Start of Records for the exercise
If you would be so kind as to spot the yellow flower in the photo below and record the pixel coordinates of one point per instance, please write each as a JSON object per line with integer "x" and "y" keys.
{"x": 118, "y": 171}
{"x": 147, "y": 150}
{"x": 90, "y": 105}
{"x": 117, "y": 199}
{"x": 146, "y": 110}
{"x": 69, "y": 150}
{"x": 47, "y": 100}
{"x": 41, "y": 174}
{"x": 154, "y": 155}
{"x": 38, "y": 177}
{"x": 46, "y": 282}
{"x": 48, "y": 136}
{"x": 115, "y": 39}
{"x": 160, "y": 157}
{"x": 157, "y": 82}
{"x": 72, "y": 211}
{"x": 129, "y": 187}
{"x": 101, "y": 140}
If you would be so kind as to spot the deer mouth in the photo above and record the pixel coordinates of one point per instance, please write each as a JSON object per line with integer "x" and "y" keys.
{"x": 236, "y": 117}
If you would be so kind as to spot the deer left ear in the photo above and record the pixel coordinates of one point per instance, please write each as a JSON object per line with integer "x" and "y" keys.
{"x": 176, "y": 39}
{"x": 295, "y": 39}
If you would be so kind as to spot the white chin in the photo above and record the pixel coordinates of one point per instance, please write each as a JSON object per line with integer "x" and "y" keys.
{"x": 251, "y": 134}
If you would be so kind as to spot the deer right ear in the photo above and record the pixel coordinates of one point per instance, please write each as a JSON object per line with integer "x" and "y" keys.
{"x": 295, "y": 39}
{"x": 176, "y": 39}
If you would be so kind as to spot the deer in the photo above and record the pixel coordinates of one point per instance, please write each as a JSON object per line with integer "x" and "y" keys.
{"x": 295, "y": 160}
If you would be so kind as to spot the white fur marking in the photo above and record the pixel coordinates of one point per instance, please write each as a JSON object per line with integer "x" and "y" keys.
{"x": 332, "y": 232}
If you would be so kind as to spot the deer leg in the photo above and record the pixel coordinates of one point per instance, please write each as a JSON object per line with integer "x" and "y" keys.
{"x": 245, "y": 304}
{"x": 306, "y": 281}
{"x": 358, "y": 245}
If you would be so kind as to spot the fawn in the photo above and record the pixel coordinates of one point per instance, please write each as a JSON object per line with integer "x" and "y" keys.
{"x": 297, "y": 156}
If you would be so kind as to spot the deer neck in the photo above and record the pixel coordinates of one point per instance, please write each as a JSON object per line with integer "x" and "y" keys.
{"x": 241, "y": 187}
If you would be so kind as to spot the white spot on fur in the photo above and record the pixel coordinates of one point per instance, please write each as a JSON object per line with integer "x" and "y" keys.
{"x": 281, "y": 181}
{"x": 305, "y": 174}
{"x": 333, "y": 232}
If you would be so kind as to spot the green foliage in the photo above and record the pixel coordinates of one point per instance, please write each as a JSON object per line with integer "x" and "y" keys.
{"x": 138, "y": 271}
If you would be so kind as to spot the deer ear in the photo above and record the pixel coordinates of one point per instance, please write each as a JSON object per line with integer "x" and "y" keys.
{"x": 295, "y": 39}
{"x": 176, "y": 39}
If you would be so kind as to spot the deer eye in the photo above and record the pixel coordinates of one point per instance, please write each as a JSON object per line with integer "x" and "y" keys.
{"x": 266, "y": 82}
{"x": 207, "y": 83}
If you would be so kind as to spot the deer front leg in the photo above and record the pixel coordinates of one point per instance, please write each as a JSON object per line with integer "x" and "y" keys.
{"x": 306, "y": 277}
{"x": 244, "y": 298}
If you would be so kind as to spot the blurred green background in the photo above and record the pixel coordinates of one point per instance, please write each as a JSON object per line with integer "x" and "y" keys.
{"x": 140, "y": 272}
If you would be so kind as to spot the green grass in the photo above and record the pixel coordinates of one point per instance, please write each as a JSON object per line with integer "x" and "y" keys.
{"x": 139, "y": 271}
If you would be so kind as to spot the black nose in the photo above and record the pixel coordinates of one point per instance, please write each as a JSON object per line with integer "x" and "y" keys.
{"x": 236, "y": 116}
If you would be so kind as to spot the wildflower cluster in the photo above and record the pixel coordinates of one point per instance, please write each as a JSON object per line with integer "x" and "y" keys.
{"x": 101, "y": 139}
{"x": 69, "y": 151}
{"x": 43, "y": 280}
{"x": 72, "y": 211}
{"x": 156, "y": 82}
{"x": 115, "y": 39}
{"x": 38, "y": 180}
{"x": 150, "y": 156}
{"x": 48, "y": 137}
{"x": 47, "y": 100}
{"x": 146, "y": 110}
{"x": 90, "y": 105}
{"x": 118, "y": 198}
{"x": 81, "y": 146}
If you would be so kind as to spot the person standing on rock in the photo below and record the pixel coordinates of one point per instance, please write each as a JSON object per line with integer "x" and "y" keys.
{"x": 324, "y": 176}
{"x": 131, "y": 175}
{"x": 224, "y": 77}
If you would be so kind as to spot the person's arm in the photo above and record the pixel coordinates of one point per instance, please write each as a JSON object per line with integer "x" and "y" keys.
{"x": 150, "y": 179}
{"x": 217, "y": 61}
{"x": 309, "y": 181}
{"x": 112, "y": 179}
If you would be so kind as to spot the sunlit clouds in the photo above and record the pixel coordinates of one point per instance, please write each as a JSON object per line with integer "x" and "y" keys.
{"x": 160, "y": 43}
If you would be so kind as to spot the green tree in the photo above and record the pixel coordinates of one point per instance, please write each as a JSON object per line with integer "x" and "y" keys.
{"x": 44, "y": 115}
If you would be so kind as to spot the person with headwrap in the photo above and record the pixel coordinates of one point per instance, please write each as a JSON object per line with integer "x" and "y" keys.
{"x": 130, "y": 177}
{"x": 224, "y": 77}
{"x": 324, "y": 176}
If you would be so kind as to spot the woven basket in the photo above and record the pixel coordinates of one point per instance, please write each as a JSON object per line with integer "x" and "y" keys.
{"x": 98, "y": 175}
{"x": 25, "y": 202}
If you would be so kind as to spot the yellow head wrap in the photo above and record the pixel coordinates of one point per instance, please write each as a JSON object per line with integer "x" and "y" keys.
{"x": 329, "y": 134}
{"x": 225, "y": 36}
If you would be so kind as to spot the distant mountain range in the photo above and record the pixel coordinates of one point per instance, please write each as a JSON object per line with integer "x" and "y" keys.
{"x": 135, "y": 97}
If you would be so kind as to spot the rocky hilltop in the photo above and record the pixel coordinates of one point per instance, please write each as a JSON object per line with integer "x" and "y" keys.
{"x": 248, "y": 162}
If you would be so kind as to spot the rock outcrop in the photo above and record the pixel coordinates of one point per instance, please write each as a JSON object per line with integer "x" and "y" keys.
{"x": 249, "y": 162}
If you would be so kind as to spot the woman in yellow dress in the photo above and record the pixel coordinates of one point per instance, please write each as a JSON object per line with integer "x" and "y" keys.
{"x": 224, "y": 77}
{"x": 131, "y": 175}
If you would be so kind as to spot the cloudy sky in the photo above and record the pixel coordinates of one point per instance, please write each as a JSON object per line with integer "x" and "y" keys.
End of Records for the exercise
## Objective
Transcribe each entry exactly.

## Solution to this problem
If you would be so kind as to spot the yellow flower in the photo below and record the pixel coordinates of one point per instance, please write each as a JSON object per line with integer "x" and "y" keys.
{"x": 118, "y": 171}
{"x": 147, "y": 150}
{"x": 90, "y": 105}
{"x": 117, "y": 199}
{"x": 146, "y": 110}
{"x": 69, "y": 150}
{"x": 47, "y": 100}
{"x": 41, "y": 174}
{"x": 154, "y": 155}
{"x": 38, "y": 177}
{"x": 46, "y": 282}
{"x": 48, "y": 136}
{"x": 115, "y": 39}
{"x": 160, "y": 157}
{"x": 157, "y": 82}
{"x": 72, "y": 211}
{"x": 129, "y": 187}
{"x": 101, "y": 140}
If you would be so kind as to spot the deer mouth in the photo above and record the pixel coordinates of one point per instance, please write each as a JSON object per line with integer "x" and "y" keys.
{"x": 236, "y": 117}
If you would be so kind as to spot the deer left ear in the photo above and record the pixel coordinates of one point per instance, please write each as a JSON object per line with integer "x" and "y" keys.
{"x": 176, "y": 39}
{"x": 295, "y": 39}
If you would be so kind as to spot the white chin in the photo above and record the pixel coordinates of one point per instance, please write each as a JSON object per line with integer "x" and "y" keys.
{"x": 251, "y": 134}
If you would be so kind as to spot the deer right ear in the photo above and record the pixel coordinates of one point per instance, please write each as a JSON object per line with integer "x" and "y" keys.
{"x": 295, "y": 39}
{"x": 176, "y": 39}
If you would be so kind as to spot the deer in the photo above and record the pixel coordinates of one point per instance, please write each as a JSON object per line with integer "x" and "y" keys.
{"x": 295, "y": 160}
If you would be so kind as to spot the white fur marking in the photo above and record the pixel coordinates of one point per instance, please write each as a JSON object per line with integer "x" and "y" keys.
{"x": 332, "y": 232}
If you would be so kind as to spot the deer leg in the photo above and record the pixel coordinates of one point per instance, please write each as a JSON object per line with integer "x" and "y" keys.
{"x": 245, "y": 304}
{"x": 306, "y": 281}
{"x": 358, "y": 245}
If you would be so kind as to spot the fawn in the photo above and record the pixel coordinates of one point per instance, please write each as a JSON object per line with integer "x" and "y" keys.
{"x": 297, "y": 156}
If you would be so kind as to spot the deer neck in the photo above and record the pixel coordinates of one point per instance, please write each as a JSON object per line with integer "x" and "y" keys.
{"x": 241, "y": 187}
If you would be so kind as to spot the white spot on fur in the photo above and record the pixel coordinates of one point per instance, please write each as a JSON object per line with integer "x" and "y" keys.
{"x": 281, "y": 181}
{"x": 305, "y": 174}
{"x": 333, "y": 232}
If you would be so kind as to spot the green foliage in the photo above and record the pixel coordinates of one point per instance, please write each as a JSON object per line with integer "x" and "y" keys.
{"x": 138, "y": 271}
If you would be so kind as to spot the deer ear in the photo above and record the pixel coordinates of one point per instance, please write each as a JSON object per line with integer "x" and "y" keys.
{"x": 295, "y": 39}
{"x": 176, "y": 39}
If you would be so kind as to spot the deer eye in the photo above and record the pixel coordinates of one point per instance, please write each as a JSON object per line with integer "x" and "y" keys.
{"x": 266, "y": 82}
{"x": 207, "y": 83}
If you would be so kind as to spot the deer front leg in the photo above and record the pixel coordinates of one point per instance, please write each as a JSON object per line with integer "x" and "y" keys.
{"x": 306, "y": 277}
{"x": 244, "y": 298}
If you would be so kind as to spot the blurred green background in the photo above and record the pixel coordinates of one point per instance, please write each as a JSON object per line with integer "x" and "y" keys.
{"x": 140, "y": 272}
If you would be so kind as to spot the green grass in the photo above and record the pixel coordinates of one point per instance, please write each as a JSON object per line with integer "x" and "y" keys.
{"x": 139, "y": 271}
If you would be so kind as to spot the black nose in the photo above and record the pixel coordinates of one point per instance, please write each as a JSON object per line with integer "x" and "y" keys.
{"x": 236, "y": 116}
If you would be so kind as to spot the wildflower cluster in the photo above and record the pixel coordinates of one point per instance, please write each as a JSON object per line with integer "x" and "y" keys.
{"x": 101, "y": 139}
{"x": 69, "y": 151}
{"x": 43, "y": 280}
{"x": 72, "y": 211}
{"x": 156, "y": 82}
{"x": 115, "y": 39}
{"x": 38, "y": 180}
{"x": 150, "y": 156}
{"x": 48, "y": 137}
{"x": 47, "y": 100}
{"x": 146, "y": 110}
{"x": 90, "y": 105}
{"x": 118, "y": 198}
{"x": 81, "y": 146}
If you would be so kind as to spot the person standing on rock in the photo below and record the pixel coordinates of one point per instance, please write each as a JSON object per line with integer "x" and "y" keys.
{"x": 324, "y": 176}
{"x": 131, "y": 175}
{"x": 224, "y": 77}
If you would be so kind as to spot the person's arm in the photo above and record the pixel coordinates of one point per instance, please write each as a JSON object per line with integer "x" and "y" keys.
{"x": 150, "y": 179}
{"x": 217, "y": 61}
{"x": 309, "y": 181}
{"x": 112, "y": 179}
If you would be so kind as to spot the sunlit clouds in the photo above and record the pixel coordinates of one point per instance, please write each as a JSON object per line with integer "x" and "y" keys.
{"x": 160, "y": 43}
If you would be so kind as to spot the green tree in the photo above and record the pixel coordinates of one point per instance, please write each as a JSON object per line with integer "x" and "y" keys.
{"x": 44, "y": 115}
If you would be so kind as to spot the person with headwrap in the photo above and record the pixel coordinates of one point per instance, please write each as a JSON object per line with integer "x" and "y" keys.
{"x": 130, "y": 177}
{"x": 224, "y": 77}
{"x": 324, "y": 176}
If you would be so kind as to spot the woven basket in the photo above and record the pixel coordinates of one point per instance, please write each as a JSON object per line with integer "x" and "y" keys.
{"x": 98, "y": 175}
{"x": 25, "y": 202}
If you would be so kind as to spot the yellow head wrap in the photo above and record the pixel coordinates of one point per instance, please write each as a JSON object per line with integer "x" and "y" keys.
{"x": 329, "y": 134}
{"x": 225, "y": 36}
If you would be so kind as to spot the distant mountain range in the photo above and record the pixel coordinates of one point per instance, please write each as a JSON object per line with integer "x" and "y" keys.
{"x": 135, "y": 97}
If you would be so kind as to spot the rocky hilltop in the photo above and record the pixel coordinates of one point per instance, please write each as a JSON object per line with integer "x" and "y" keys.
{"x": 248, "y": 162}
If you would be so kind as to spot the rock outcrop in the photo above and record the pixel coordinates of one point per instance, please write each as a JSON object per line with integer "x" and "y" keys.
{"x": 249, "y": 162}
If you would be so kind as to spot the woman in yellow dress in the photo above and record the pixel coordinates of one point per instance, please write each as a JSON object per line with integer "x" and "y" keys.
{"x": 224, "y": 77}
{"x": 131, "y": 175}
If you would be so kind as to spot the cloudy sky in the photo above and record the pixel coordinates of one point per instance, please write each as a JSON object per line with integer "x" and "y" keys.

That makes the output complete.